GOALS
1 > According to the letter excerpt, where and in what year did the writer meet George Crabbe?
2 > Reproduce word for word the stretch of the letter excerpt from "Burke's philanthropic virtues" through "of Eleventh-month, 1816.".

SOURCE EXCERPT
Our best wishes, and dear love to thy wife.

Abraham Shackleton has the melancholy satisfaction of perusing dear
Edmund Burke's account of his poor state of health. He hopes (trusts)
that a quiet resting place is prepared for him. The memory of E.
Burke's philanthropic virtues will out-live the period when his
shining political talents will cease to act. New fashions of political
sentiment will exist; but philanthropy,--_immortale manet!_



TO GEORGE CRABBE

_She writes to remind him_


Ballitore, 7th of Eleventh-month, 1816.

I believe it will surprise George Crabbe to receive a letter from an
entire stranger, whom most probably he does not remember to have ever
seen or heard of, but who cannot forget having met him at the house of
Edmund Burke, Charles Street, James's Square, in the year 1784. I
was brought thither by my father, Richard Shackleton, the friend
from their childhood of Edmund Burke. My dear father told thee that
Goldsmith's would now be the _deserted village_; perhaps thou dost not
remember this compliment, but I remember the ingenuous modesty which
disclaimed it. He admired '_The Village', 'The Library_,' and '_The
Newspaper_' exceedingly, and the delight with which he read them to
his family could not but be acceptable to the author, had he known
the sound judgement and the exquisite taste which that excellent
man possessed. But he saw no more of the productions of the Muse he
admired; whose originality was not the least charm. He is dead--the
friend whom he loved and honoured, and to whose character thou dost so
much justice in the preface to '_The Parish_ _Register_', is also gone
to the house appointed for all living. A splendid constellation of
poets arose in the literary horizon; I looked around for Crabbe. Why
does not he, who shines as brightly as any of these, add his lustre?

COLLECTED MATERIAL
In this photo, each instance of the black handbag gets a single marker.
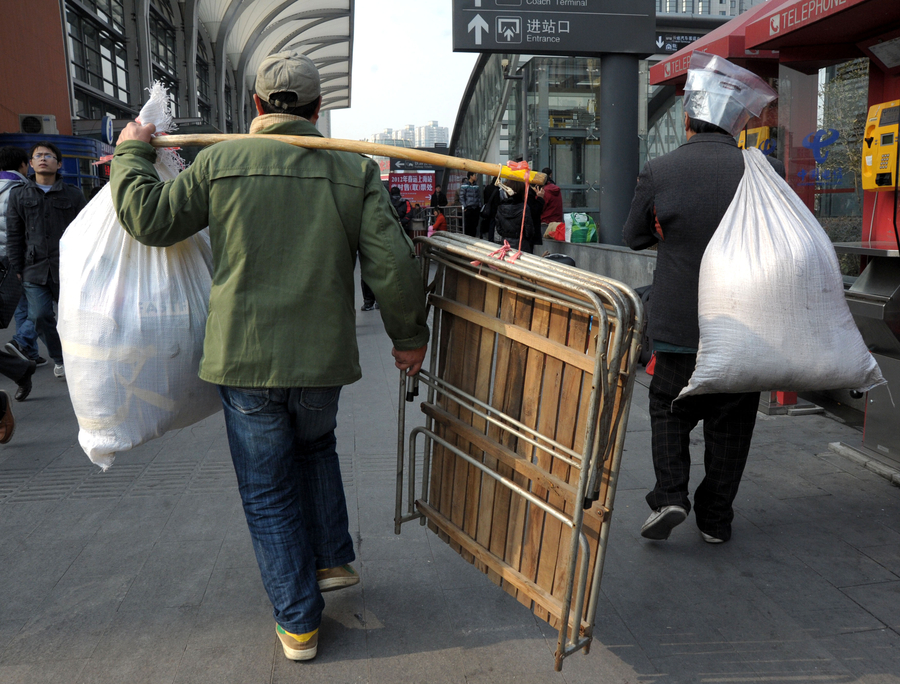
(10, 293)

RESULTS IN ORDER
1 > At the house of Edmund Burke, Charles Street, James's Square, in 1784.

2 >
Burke's philanthropic virtues will out-live the period when his
shining political talents will cease to act. New fashions of political
sentiment will exist; but philanthropy,--_immortale manet!_



TO GEORGE CRABBE

_She writes to remind him_


Ballitore, 7th of Eleventh-month, 1816.